* Problem to solve *
Below are records to transcribe exactly, without their pictures.

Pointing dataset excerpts
════════════════════

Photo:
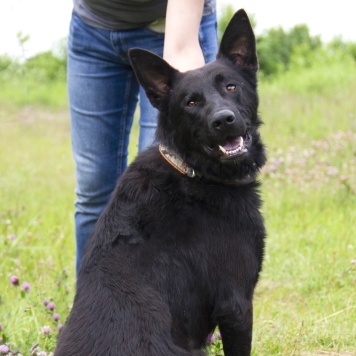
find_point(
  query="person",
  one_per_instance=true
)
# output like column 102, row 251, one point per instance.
column 103, row 91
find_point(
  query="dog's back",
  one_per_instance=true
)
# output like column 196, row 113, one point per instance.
column 179, row 248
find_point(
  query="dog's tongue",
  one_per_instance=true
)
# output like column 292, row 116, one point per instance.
column 233, row 145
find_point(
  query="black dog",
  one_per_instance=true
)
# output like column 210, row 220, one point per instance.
column 179, row 248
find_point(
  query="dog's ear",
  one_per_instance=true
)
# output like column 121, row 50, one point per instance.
column 238, row 43
column 153, row 73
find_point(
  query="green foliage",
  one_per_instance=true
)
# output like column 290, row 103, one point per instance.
column 46, row 67
column 305, row 300
column 277, row 49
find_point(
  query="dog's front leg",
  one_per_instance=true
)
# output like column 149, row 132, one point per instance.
column 235, row 324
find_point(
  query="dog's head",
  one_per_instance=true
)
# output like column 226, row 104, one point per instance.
column 209, row 115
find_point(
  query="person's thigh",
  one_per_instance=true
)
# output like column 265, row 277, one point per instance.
column 208, row 37
column 102, row 99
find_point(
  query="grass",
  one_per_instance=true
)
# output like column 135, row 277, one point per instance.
column 305, row 303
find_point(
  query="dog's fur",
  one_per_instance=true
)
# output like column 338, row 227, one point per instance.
column 174, row 256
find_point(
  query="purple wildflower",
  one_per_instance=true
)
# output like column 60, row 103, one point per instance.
column 211, row 339
column 26, row 286
column 4, row 349
column 56, row 317
column 46, row 330
column 14, row 280
column 51, row 306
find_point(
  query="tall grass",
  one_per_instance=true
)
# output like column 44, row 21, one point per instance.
column 305, row 303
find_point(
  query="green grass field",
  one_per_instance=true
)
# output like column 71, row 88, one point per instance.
column 305, row 303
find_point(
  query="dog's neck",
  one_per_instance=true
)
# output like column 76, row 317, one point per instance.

════════════════════

* Solution to this exercise *
Photo:
find_point(
  query="person",
  one_per_instance=true
)
# output like column 102, row 251, one point per instance.
column 103, row 91
find_point(
  query="dog's back",
  one_per_instance=true
)
# output like column 196, row 113, one point per instance.
column 179, row 248
find_point(
  query="dog's tongue",
  one_per_instance=true
)
# output like column 292, row 116, one point per instance.
column 233, row 145
find_point(
  query="black dog",
  one_per_instance=true
)
# output like column 210, row 220, one point per instance.
column 179, row 248
find_point(
  query="dog's ear",
  one_per_instance=true
)
# output like column 121, row 50, one point per instance.
column 238, row 43
column 153, row 73
find_point(
  query="green foliage",
  one_per_instance=true
)
# output like column 290, row 103, one point per instance.
column 46, row 67
column 305, row 300
column 277, row 49
find_point(
  query="dog's front leg",
  one_per_instance=true
)
# output like column 149, row 132, one point per instance.
column 235, row 324
find_point(
  query="dog's head",
  one_per_instance=true
)
# output like column 226, row 104, one point per instance.
column 209, row 115
find_point(
  query="person's thigh",
  one_per_instance=true
)
# output like column 265, row 277, one point per instance.
column 208, row 37
column 102, row 99
find_point(
  query="grass",
  one_per_instance=true
)
# output like column 135, row 277, one point per instance.
column 305, row 303
find_point(
  query="dog's fur",
  one_per_instance=true
)
# output like column 338, row 227, one point per instance.
column 174, row 256
find_point(
  query="purple wildflower",
  one_per_instance=true
)
# output like column 60, row 103, one point per instance.
column 211, row 339
column 26, row 286
column 4, row 349
column 56, row 317
column 46, row 330
column 14, row 280
column 51, row 306
find_point(
  query="tall grass",
  one_per_instance=true
)
# output like column 44, row 21, one point per instance.
column 305, row 303
find_point(
  query="green grass field",
  one_per_instance=true
)
# output like column 71, row 88, one point per instance.
column 305, row 303
find_point(
  query="dog's neck",
  one_per_instance=true
)
# output like column 76, row 317, one point per instance.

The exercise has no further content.